_About this task_.
With no words added or dropped, transcribe the listing that follows.

****************

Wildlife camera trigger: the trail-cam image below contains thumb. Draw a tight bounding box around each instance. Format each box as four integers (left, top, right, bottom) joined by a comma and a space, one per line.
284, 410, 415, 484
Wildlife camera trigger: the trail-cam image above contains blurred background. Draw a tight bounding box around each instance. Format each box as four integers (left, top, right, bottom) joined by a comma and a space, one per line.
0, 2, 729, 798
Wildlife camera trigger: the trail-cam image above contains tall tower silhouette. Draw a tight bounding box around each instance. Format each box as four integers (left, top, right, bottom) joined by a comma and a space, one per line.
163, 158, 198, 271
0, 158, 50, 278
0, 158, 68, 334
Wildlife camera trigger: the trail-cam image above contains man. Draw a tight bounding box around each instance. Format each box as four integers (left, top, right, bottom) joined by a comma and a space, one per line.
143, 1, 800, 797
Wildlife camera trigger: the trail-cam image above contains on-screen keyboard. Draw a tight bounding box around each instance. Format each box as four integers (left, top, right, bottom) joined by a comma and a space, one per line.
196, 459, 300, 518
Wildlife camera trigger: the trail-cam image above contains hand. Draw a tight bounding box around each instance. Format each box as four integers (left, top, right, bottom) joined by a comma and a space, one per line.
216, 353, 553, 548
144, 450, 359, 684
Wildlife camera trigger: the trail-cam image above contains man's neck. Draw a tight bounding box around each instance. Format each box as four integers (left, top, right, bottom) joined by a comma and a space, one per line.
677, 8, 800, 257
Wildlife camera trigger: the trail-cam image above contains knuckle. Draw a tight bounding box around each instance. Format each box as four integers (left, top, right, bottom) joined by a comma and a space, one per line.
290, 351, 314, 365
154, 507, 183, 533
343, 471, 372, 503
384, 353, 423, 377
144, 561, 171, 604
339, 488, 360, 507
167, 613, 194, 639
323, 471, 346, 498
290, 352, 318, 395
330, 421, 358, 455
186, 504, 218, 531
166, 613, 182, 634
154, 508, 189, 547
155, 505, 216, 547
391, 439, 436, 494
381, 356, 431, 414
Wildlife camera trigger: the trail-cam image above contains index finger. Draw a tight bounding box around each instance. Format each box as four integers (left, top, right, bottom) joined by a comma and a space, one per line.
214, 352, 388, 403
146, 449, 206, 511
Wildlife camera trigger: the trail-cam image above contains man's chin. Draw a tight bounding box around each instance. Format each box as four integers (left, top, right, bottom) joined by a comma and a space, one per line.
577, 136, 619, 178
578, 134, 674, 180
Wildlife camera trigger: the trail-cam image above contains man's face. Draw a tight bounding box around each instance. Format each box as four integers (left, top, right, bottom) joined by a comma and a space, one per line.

****************

_Exercise solution_.
Wildlife camera trigger: the trail-cam image below contains thumb. Draw a tight bounding box around each instance. Format each box as four integers (left, top, right, bottom) joined by a comma and a space, one per line.
284, 410, 415, 484
Wildlife camera trigger: the trail-cam image above contains blurred background. Draw a tight bounding box around each instance. Format each box as four integers (left, top, right, bottom) joined by a comma and a space, one per line.
0, 2, 729, 798
Wildlife camera trigger: the trail-cam image above contains tall tower silhouette. Draw a tight bounding box around each instance. Format each box as four integers (left, top, right, bottom) joined by a comma and a space, one per line.
163, 158, 198, 271
0, 158, 50, 278
0, 158, 68, 334
Wildlife camera trigger: the trail-cam image above contains man. Draw a tight bounding box around each instance. Format each box as four integers (left, top, right, bottom) joined by a comma and a space, one per line.
143, 1, 800, 797
Wildlife camera trigger: the trail-cam image above contains on-screen keyboard. Draw a tight bounding box around each instance. Format each box as four integers (left, top, right, bottom) joined by a comma and a space, one per line.
196, 459, 300, 518
Wildlife camera trigger: the trail-cam image above contains hand. Draw a tight bounding box around each instance. Format each box as four integers (left, top, right, bottom) joined by a comma and a space, one per line.
216, 353, 553, 548
144, 450, 359, 684
Wildlife camera trigger: the trail-cam image above contains man's neck. Draw a tight bounding box around each instance. Format each box as four integers (left, top, right, bottom) joined by a comma and a space, one per line.
677, 8, 800, 257
Wildlife camera trigger: the trail-cam image above contains knuckle. Draw a tight bounding box around each instance. Format each box as four integers (left, top, right, bottom) joined by a comma and a space, one per line.
290, 351, 314, 365
154, 507, 183, 533
343, 471, 372, 503
384, 353, 423, 377
144, 561, 171, 604
339, 488, 360, 507
167, 613, 194, 639
323, 471, 346, 498
290, 352, 318, 395
330, 421, 358, 455
186, 504, 218, 531
166, 613, 182, 634
154, 508, 189, 547
155, 505, 216, 547
391, 439, 436, 494
381, 356, 431, 414
Wildlife camera trigger: the trail-cam image above contains index finger. Draw a tight bounding box around each instance. Format each box as four integers (left, top, right, bottom) joined by a comma and a space, one per line.
214, 352, 388, 403
146, 449, 206, 511
Wildlife camera trigger: the trail-cam image above contains man's chin. Draw a tight bounding box around each instance. Format each box as four integers (left, top, right, bottom) joined by a comma and a space, one per line.
577, 136, 619, 178
578, 134, 674, 180
Wildlife camera trigger: the trail-cam image above contains man's face. Draw a tight bounding box around each instance. Format each box as four integers (left, top, right, bottom) joined by a comma and a space, one per line.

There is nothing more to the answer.